== Given text ==

========================================

Sellers in early January flooded pet websites with adverts for dogs aged between six and 12 months.
Many owners admitted they either do not have the time or the money to look after them.
The price of puppies surged to more than £3,000 for some breeds last year as many people started working from home or were furloughed.
Dozens of adverts have now appeared on sites such as Pets4you and Preloved as owners hope to recoup their costs.
More than 1,800 people have called the Dogs Trust over the past three months wanting to hand over dogs aged under one year old.
The charity received 114 calls on December 27 and 28 alone, including for 19 puppies under nine months old.
The RSPCA said it was ‘really concerned’ that so many dogs were being resold and was ‘bracing itself’ for more animals to be abandoned.
Peanut was living in Cyprus and had been rescued by charity Underdog International after being removed from an abusive home at just four months old.
The animal had all his necessary jabs abroad in order to get his Euro pet passport before coming to the UK, where he was registered to Erica’s local vets.
However, Erica soon realised that training Peanut would be more difficult than she expected, admitting she’s been in tears over her pet’s ‘slow training, his disobedience, his refusal to wear a harness or eat his dinner out of a bowl.’
‘There are some things I need help with, like his harness anxiety and his recall commands, said Erica.
‘He is part scent hound and so extra difficult to get to come back when there’s the scent of a squirrel or fox poop on the wind.
‘Unfortunately, we have not been able to get 1-2-1 time in real life with a trainer, only video calls which don’t really help me. I am desperate for some physical help in training.’
Erica had no idea how expensive Peanut would be, revealing: ‘From pet insurance to food to treats and toys, new leads when he chews through them, rain jackets, blankets, cute s*** I see online, I reckon I spend between £60 and £100 a month on him!’
Despite all the challenges owning Peanut has caused, Erica told of the profound impact the animal has had on her mental health, providing her with ‘utter joy and happiness’ during the pandemic.
‘I live with anxiety as a symptom of misdiagnosed ADHD, and so the pandemic has been hard for a multitude of reasons’, she said.
‘I live alone, and my support bubble lives on the other side of South London, so I was alone a lot during the first lockdown when it was all very new and scary and we stayed home for all but one hour a day.’
‘Part of the reason for getting a dog was for company, the other reason was to help with my mental health which was suffering pretty bad with the whole “lack of life”.
‘Some people thrived in lockdown, others just survived – I am very much in the latter category.

========================================

== Dataset records ==
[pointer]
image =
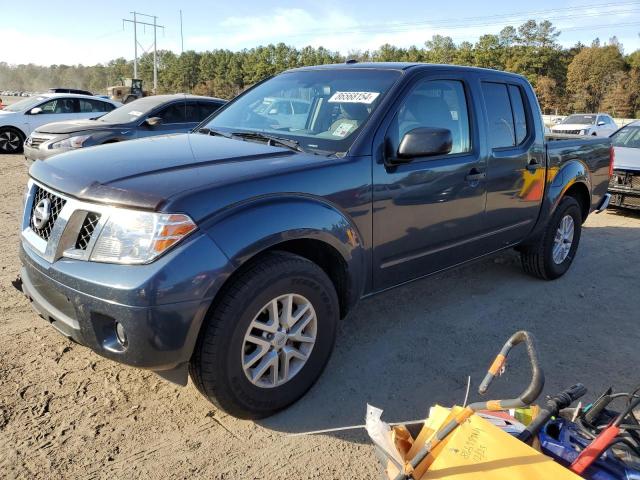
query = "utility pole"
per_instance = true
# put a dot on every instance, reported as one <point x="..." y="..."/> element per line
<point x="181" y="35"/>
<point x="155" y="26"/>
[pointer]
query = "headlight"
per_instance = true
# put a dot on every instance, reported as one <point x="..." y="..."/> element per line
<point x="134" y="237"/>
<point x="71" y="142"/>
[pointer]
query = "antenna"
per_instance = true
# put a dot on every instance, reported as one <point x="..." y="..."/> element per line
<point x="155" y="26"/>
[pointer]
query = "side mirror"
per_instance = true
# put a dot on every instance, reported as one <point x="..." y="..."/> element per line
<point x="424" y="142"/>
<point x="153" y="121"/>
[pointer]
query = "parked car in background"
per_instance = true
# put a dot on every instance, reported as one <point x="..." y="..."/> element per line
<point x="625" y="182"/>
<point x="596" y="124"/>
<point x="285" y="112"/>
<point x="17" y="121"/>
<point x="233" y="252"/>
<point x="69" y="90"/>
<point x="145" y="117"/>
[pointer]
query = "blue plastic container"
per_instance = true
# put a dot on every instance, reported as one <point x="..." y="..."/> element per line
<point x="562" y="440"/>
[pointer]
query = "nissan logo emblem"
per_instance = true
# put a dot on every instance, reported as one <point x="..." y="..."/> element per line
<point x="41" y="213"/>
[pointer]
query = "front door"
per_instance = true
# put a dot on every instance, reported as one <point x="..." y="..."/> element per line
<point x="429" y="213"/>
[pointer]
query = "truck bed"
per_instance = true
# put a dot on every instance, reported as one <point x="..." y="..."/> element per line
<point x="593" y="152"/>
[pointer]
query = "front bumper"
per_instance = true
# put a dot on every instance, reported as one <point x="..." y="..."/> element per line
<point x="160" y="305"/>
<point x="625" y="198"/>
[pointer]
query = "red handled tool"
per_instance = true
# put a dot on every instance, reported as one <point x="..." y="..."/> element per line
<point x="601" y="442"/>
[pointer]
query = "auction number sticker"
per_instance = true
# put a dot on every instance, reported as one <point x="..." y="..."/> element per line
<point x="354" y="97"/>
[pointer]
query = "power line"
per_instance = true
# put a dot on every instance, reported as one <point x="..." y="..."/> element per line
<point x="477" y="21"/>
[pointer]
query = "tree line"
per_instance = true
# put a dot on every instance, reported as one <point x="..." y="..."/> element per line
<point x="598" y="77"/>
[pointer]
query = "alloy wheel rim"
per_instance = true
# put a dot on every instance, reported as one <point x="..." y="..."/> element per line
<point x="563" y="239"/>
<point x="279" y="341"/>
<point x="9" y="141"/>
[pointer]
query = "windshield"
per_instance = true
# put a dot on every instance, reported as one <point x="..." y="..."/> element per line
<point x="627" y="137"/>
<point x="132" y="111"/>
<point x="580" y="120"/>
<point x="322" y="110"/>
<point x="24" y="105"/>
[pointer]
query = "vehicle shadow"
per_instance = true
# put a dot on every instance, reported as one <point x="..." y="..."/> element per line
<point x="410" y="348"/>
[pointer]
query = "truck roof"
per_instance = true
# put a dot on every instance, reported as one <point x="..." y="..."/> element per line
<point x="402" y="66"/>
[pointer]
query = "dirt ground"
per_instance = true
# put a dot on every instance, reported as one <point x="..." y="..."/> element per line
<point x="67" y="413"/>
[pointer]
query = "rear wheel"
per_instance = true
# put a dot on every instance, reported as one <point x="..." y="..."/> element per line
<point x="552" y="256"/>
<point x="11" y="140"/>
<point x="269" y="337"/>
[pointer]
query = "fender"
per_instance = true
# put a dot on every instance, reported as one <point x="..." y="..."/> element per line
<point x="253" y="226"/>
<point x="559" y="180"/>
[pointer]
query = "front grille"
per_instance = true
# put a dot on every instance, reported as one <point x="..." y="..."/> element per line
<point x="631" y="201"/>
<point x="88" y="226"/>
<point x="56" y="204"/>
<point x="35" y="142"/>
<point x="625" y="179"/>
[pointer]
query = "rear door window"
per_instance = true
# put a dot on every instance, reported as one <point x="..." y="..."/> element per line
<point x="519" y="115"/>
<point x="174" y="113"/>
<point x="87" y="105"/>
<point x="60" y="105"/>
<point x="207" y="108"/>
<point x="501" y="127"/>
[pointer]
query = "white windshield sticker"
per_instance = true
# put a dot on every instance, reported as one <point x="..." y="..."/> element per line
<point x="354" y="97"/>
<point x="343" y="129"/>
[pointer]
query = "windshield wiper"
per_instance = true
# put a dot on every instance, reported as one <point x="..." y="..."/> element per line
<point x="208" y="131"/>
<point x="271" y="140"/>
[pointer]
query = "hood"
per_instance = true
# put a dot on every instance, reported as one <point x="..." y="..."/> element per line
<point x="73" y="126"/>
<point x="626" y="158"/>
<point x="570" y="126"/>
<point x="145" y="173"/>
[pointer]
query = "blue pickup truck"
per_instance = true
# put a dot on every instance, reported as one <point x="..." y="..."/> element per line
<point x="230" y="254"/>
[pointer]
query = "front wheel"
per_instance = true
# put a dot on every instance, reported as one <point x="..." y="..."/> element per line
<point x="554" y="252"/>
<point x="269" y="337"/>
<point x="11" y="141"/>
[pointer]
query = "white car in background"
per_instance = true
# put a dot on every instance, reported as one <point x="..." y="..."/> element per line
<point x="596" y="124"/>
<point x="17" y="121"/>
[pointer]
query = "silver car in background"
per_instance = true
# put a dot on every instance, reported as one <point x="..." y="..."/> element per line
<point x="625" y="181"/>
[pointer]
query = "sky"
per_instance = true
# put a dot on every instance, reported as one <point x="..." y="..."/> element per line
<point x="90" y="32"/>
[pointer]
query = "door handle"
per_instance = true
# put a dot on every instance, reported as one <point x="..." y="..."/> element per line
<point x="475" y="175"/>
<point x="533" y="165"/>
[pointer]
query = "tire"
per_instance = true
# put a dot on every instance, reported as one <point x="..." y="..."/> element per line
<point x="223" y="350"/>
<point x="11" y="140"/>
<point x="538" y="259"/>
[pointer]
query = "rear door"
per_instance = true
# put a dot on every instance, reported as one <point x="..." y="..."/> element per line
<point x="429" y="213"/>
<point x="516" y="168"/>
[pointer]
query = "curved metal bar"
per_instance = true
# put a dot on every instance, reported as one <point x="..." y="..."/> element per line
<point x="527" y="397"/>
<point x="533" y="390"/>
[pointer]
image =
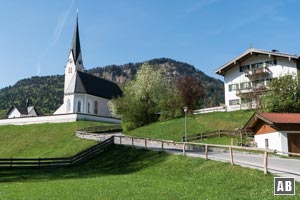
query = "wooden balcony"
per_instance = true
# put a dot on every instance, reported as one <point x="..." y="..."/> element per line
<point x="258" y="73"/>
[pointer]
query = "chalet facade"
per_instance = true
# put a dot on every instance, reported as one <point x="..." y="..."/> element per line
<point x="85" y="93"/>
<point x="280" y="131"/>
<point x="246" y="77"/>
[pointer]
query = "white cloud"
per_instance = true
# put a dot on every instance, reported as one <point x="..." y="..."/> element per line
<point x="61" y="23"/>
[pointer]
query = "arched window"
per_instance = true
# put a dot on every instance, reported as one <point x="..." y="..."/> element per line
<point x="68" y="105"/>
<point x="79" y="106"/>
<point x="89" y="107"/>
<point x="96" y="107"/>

========================================

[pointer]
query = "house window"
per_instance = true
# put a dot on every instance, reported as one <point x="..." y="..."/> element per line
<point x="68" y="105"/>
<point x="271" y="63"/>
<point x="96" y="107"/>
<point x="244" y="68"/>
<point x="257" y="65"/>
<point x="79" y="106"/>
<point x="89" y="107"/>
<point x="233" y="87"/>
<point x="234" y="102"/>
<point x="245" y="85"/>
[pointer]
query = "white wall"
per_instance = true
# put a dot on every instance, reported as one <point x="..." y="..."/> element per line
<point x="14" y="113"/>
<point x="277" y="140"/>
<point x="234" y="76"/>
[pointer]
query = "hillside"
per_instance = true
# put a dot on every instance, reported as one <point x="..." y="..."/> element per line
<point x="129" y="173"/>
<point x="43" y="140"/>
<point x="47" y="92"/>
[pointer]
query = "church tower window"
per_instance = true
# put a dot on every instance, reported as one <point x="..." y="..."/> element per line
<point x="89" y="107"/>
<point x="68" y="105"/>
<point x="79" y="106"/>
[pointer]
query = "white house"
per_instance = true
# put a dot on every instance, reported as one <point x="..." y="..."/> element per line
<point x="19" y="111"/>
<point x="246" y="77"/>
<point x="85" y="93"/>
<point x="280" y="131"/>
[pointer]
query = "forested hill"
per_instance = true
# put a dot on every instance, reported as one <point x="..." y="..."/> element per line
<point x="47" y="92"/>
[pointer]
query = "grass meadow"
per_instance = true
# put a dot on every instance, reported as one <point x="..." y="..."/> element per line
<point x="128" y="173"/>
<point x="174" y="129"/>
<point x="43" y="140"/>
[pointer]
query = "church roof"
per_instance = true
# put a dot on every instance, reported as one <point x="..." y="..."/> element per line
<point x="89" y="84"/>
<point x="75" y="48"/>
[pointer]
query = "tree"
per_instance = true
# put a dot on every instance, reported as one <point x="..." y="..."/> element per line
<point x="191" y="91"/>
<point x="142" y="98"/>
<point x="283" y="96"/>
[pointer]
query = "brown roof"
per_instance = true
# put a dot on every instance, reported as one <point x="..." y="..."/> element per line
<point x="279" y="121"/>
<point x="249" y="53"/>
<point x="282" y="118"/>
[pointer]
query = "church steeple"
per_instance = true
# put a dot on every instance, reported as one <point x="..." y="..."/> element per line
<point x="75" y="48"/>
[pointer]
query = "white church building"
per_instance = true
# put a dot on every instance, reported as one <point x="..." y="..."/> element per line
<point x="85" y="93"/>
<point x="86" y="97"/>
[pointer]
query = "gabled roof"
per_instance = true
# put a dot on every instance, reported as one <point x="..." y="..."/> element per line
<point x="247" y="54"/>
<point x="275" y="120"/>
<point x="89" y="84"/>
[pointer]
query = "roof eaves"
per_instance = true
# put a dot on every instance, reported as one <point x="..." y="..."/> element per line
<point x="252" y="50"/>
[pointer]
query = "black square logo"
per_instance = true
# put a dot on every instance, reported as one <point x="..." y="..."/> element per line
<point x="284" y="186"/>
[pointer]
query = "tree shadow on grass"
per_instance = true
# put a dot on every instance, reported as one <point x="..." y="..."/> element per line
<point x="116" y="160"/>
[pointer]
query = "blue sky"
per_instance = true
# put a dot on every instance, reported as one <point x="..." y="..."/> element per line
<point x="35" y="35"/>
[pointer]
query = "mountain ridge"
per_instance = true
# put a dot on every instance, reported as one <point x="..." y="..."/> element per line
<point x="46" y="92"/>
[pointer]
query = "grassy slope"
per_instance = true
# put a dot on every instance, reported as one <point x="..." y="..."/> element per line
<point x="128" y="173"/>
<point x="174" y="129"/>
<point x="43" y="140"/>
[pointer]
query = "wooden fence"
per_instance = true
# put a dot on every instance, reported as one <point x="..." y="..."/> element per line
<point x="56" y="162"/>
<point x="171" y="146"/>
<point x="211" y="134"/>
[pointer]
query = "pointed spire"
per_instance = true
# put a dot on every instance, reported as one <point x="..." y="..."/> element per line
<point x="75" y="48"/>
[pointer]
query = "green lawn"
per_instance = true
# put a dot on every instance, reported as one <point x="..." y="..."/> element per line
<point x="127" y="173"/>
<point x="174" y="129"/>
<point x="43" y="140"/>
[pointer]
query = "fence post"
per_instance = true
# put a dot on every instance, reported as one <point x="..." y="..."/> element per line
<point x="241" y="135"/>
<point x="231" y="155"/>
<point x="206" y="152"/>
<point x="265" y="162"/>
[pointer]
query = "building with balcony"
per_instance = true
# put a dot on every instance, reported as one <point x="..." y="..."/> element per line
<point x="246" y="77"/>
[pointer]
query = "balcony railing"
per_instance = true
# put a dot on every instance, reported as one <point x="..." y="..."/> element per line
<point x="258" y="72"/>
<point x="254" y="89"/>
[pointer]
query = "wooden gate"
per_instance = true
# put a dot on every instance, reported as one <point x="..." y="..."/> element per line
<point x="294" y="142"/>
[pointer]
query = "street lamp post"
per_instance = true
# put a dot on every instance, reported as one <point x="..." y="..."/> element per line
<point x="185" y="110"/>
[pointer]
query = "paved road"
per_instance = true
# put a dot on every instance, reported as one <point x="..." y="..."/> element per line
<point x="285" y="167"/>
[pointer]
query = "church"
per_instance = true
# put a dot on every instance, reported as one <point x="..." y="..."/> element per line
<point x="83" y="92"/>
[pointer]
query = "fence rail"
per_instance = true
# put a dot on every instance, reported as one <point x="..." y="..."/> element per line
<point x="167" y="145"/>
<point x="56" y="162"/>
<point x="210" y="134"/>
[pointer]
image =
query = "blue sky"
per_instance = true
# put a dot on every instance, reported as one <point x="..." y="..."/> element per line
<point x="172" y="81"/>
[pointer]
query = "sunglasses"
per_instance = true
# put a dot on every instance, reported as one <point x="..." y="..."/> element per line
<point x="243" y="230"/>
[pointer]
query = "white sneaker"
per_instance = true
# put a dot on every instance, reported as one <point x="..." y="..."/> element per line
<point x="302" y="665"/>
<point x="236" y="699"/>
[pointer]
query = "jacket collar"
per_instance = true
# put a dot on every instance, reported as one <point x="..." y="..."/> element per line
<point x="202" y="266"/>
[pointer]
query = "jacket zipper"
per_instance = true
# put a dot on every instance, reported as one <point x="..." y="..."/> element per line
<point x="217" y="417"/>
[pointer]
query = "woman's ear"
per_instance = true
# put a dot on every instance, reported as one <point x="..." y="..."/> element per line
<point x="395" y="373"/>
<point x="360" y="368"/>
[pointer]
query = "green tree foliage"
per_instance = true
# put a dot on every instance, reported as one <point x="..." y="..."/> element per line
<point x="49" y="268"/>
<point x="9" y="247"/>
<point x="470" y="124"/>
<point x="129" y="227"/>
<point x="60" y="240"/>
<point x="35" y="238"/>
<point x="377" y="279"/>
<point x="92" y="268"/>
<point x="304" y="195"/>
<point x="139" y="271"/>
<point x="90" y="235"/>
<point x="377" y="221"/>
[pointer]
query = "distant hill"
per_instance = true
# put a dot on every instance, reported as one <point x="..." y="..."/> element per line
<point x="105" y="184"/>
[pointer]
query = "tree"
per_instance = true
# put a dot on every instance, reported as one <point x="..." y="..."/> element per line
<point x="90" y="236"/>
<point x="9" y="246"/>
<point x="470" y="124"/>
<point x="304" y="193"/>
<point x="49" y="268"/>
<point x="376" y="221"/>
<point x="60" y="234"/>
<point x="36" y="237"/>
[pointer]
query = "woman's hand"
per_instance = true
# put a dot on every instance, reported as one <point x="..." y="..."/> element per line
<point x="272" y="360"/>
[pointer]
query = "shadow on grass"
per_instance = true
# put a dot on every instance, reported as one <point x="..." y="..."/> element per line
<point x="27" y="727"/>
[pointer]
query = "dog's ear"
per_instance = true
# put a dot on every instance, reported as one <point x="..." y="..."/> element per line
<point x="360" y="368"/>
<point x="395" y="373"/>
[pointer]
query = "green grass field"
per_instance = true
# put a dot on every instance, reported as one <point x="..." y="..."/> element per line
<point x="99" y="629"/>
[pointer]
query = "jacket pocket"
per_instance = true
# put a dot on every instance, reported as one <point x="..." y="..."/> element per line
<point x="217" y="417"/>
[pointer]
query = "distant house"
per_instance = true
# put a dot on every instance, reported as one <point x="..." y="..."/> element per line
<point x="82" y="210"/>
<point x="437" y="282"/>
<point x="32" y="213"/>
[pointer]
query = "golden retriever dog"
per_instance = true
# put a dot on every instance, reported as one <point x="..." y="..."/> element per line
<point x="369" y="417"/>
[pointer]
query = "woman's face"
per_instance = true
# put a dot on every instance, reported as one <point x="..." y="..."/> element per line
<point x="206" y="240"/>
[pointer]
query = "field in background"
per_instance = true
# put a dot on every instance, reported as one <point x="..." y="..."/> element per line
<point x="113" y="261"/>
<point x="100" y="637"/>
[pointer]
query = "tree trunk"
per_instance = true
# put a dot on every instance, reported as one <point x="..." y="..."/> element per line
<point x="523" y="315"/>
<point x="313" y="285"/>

========================================

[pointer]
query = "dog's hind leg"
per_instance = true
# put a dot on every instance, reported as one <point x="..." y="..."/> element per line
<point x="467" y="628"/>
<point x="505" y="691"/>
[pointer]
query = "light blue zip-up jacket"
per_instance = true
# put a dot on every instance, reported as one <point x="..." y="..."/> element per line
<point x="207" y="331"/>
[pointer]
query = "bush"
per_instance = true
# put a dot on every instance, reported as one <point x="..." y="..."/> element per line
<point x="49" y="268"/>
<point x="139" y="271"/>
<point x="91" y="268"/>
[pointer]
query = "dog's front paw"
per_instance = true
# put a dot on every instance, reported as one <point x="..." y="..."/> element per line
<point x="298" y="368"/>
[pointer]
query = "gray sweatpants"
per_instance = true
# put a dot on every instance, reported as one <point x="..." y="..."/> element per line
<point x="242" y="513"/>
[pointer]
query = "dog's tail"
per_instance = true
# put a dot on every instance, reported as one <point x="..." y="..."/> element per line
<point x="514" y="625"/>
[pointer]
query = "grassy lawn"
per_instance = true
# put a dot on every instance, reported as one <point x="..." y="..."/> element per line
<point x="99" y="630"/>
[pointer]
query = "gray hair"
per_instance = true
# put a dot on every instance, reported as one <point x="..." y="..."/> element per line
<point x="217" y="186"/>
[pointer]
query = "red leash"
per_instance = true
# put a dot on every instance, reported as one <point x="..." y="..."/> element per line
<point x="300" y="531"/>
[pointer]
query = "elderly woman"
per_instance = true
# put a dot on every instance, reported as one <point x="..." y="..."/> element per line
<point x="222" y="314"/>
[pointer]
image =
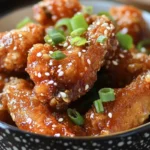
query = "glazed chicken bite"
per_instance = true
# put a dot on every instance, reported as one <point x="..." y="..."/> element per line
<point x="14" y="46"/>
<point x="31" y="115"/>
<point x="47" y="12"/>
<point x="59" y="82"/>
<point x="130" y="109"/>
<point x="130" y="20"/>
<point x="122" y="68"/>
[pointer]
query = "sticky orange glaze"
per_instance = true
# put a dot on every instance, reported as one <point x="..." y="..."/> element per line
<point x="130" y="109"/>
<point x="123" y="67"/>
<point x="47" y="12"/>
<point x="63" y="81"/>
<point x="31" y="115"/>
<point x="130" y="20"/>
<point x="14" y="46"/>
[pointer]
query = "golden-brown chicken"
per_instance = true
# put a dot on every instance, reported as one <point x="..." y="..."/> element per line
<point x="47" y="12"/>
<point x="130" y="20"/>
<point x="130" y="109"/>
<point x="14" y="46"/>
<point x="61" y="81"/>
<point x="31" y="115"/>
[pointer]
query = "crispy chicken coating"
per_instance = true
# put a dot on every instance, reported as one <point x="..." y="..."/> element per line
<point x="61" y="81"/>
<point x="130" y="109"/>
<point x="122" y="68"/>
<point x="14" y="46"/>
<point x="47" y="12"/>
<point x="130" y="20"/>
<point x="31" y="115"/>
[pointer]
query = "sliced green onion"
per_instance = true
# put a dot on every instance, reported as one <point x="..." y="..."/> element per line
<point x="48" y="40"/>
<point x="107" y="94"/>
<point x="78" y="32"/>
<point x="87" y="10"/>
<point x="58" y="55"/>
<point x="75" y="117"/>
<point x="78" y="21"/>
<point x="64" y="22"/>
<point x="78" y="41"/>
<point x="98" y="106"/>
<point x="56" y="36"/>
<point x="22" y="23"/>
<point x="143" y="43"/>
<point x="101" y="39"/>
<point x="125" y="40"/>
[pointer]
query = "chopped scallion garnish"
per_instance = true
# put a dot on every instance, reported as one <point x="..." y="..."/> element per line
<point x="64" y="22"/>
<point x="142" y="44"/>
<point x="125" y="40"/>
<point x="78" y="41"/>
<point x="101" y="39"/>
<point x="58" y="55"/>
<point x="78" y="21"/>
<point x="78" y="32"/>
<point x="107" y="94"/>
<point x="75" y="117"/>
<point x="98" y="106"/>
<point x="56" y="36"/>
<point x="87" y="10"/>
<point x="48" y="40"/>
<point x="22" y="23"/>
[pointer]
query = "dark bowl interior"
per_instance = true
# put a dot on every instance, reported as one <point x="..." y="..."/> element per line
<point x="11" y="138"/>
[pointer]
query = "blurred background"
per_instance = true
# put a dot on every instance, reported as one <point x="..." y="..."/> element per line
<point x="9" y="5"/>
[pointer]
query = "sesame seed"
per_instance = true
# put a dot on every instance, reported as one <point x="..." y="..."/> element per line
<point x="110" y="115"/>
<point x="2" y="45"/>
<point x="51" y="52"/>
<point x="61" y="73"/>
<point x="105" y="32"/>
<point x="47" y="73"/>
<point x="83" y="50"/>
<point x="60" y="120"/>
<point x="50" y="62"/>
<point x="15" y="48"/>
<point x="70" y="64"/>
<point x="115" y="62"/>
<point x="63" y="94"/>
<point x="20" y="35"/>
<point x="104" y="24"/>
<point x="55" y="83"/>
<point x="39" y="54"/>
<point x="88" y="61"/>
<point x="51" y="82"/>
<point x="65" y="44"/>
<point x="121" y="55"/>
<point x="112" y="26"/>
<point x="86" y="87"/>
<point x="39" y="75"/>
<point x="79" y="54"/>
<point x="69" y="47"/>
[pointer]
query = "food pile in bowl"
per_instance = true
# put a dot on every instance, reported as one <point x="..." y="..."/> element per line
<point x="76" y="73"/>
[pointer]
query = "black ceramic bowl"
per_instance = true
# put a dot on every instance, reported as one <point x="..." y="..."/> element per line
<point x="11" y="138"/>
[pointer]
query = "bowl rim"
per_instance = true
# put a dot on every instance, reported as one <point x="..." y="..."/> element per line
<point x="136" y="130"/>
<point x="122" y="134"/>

========================================

== About this task ==
Rewrite the puppy resale article starting at "Dozens of adverts" and ending at "one year old.", renaming "Preloved" to "Gumtree". Rely solely on the puppy resale article; the records play no part.

== Solution for this problem ==
Dozens of adverts have now appeared on sites such as Pets4you and Gumtree as owners hope to recoup their costs.
More than 1,800 people have called the Dogs Trust over the past three months wanting to hand over dogs aged under one year old.